# hey mimb guys



## byrd (Jul 14, 2009)

im looking to do some custom work on my brute and im needing a lever to do what im wanting. so what im asking is can yall tell me some 4wheelers that have manual 4x4 levers like the honda 420 for example


----------



## walker (Apr 5, 2009)

pm rmax .. he is doing something like that


----------



## byrd (Jul 14, 2009)

yeah i know but its taking him awhile to get his patent so i was jus gona make my own for now but i dont wana copy him so i dont want ideals from him. im sure his is gona b a great product


----------



## walker (Apr 5, 2009)

yea i personally think that is 1 of the best idea's for a brute in a long time .. i'm thinking of getting 1 of his contraptions ...lol


----------



## lilbigtonka (Dec 30, 2008)

now if u do this would this lock it in 4wd right then or are we still gonna have to have some wheel roll for it to lock in


----------



## walker (Apr 5, 2009)

what it does is instantly locks in 4 wheel drive dont have to roll any for it to lock in .. and if the cable breaks it auto maticly goes into 4 wheel drive to get you back to the truck.. hopefully rmax will chim in.. thats what i have been told ..


----------



## phreebsd (Dec 16, 2004)

ac locker is a flip cable toggle


----------



## ga300 (Jul 20, 2010)

quadmaster 500 has a nice 2wd,4wd lever


----------



## rmax (Nov 21, 2009)

got the good word yesturday, paper work has been approved, placed order for the cables, hop0e to have some buitl up an ready to go shorty after labor day week end, an yes it is instant engagement even in reverse. any interested parties can pm or email at [email protected].


----------



## Big D (Jun 23, 2009)

I like the one on my 03 AC500. It's just below the shifter. If I get into trouble I can literally kick it into 4WD.


----------

• • • •

Copy the stretch of the forum thread on manual 4x4 levers from "now if u do" through "been told ..".

-- Data block --
• • • •

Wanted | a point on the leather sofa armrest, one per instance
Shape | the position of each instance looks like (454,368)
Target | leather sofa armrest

• • • •

-- Answer for this exercise --
now if u do this would this lock it in 4wd right then or are we still gonna have to have some wheel roll for it to lock in


----------



## walker (Apr 5, 2009)

what it does is instantly locks in 4 wheel drive dont have to roll any for it to lock in .. and if the cable breaks it auto maticly goes into 4 wheel drive to get you back to the truck.. hopefully rmax will chim in.. thats what i have been told ..